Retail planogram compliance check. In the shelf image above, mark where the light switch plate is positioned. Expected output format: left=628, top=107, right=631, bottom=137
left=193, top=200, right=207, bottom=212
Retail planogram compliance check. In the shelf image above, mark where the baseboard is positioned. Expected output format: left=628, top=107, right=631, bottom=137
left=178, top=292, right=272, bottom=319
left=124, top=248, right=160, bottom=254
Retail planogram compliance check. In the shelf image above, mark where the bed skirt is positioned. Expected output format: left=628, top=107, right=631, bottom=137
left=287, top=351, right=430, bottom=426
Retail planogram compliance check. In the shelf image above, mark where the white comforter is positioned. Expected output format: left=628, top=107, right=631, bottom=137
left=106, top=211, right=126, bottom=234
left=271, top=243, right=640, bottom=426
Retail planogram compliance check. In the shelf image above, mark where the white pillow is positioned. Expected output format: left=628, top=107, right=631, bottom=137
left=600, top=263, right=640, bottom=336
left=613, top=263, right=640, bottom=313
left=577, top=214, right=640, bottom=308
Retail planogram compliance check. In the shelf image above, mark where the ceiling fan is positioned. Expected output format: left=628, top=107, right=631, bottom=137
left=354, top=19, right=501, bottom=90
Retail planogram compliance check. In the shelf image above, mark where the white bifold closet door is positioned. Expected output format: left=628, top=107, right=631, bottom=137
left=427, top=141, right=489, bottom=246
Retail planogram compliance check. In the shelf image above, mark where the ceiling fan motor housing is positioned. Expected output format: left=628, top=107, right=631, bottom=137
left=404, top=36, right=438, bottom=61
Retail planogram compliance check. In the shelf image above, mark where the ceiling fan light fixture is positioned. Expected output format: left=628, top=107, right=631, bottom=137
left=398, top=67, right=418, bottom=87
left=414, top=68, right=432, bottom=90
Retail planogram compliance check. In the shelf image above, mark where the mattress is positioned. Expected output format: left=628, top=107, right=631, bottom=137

········

• Set problem:
Please put these items into a Markdown table with the columns Row and Line, one row for each item and blank lines left out.

• The solution:
| Row | Line |
|---|---|
| 1 | Retail planogram compliance check. In the shelf image above, mark where the light switch plate is positioned. Expected output format: left=628, top=107, right=631, bottom=137 |
| 2 | left=193, top=200, right=207, bottom=212 |
| 3 | Retail planogram compliance check. In the shelf image above, mark where the baseboard is positioned. Expected output format: left=628, top=107, right=631, bottom=137 |
| 4 | left=178, top=292, right=272, bottom=319 |
| 5 | left=124, top=248, right=160, bottom=254 |
| 6 | Retail planogram compliance check. In the shelf image above, mark where the bed skirt is positioned. Expected output format: left=628, top=107, right=631, bottom=137 |
| 7 | left=287, top=351, right=430, bottom=426 |
| 8 | Retail planogram compliance check. In the shelf image above, mark where the white comforter is positioned. Expected output format: left=628, top=107, right=631, bottom=137 |
| 9 | left=106, top=211, right=126, bottom=234 |
| 10 | left=271, top=243, right=640, bottom=426 |
| 11 | Retail planogram compliance check. In the shelf image above, mark where the white pillow is positioned. Expected output format: left=628, top=107, right=631, bottom=137 |
| 12 | left=600, top=263, right=640, bottom=336 |
| 13 | left=613, top=263, right=640, bottom=313 |
| 14 | left=577, top=214, right=640, bottom=308 |
| 15 | Retail planogram compliance check. In the shelf image above, mark where the ceiling fan is positioned. Expected output format: left=628, top=107, right=631, bottom=137 |
| 16 | left=354, top=19, right=501, bottom=90 |
| 17 | Retail planogram compliance check. In the shelf image above, mark where the white bifold closet door is positioned. Expected output format: left=628, top=107, right=631, bottom=137 |
| 18 | left=427, top=141, right=489, bottom=246 |
| 19 | Retail planogram compliance check. In the shelf image above, mark where the ceiling fan motor housing is positioned. Expected output format: left=628, top=107, right=631, bottom=137 |
| 20 | left=404, top=36, right=438, bottom=61 |
| 21 | Retail planogram compliance check. In the shelf image above, mark where the ceiling fan light fixture is positioned. Expected output format: left=628, top=107, right=631, bottom=137 |
| 22 | left=398, top=67, right=418, bottom=87 |
| 23 | left=414, top=68, right=432, bottom=90 |
| 24 | Retail planogram compliance check. In the shelf image above, mark where the mattress is positioned. Expected output format: left=628, top=107, right=631, bottom=137 |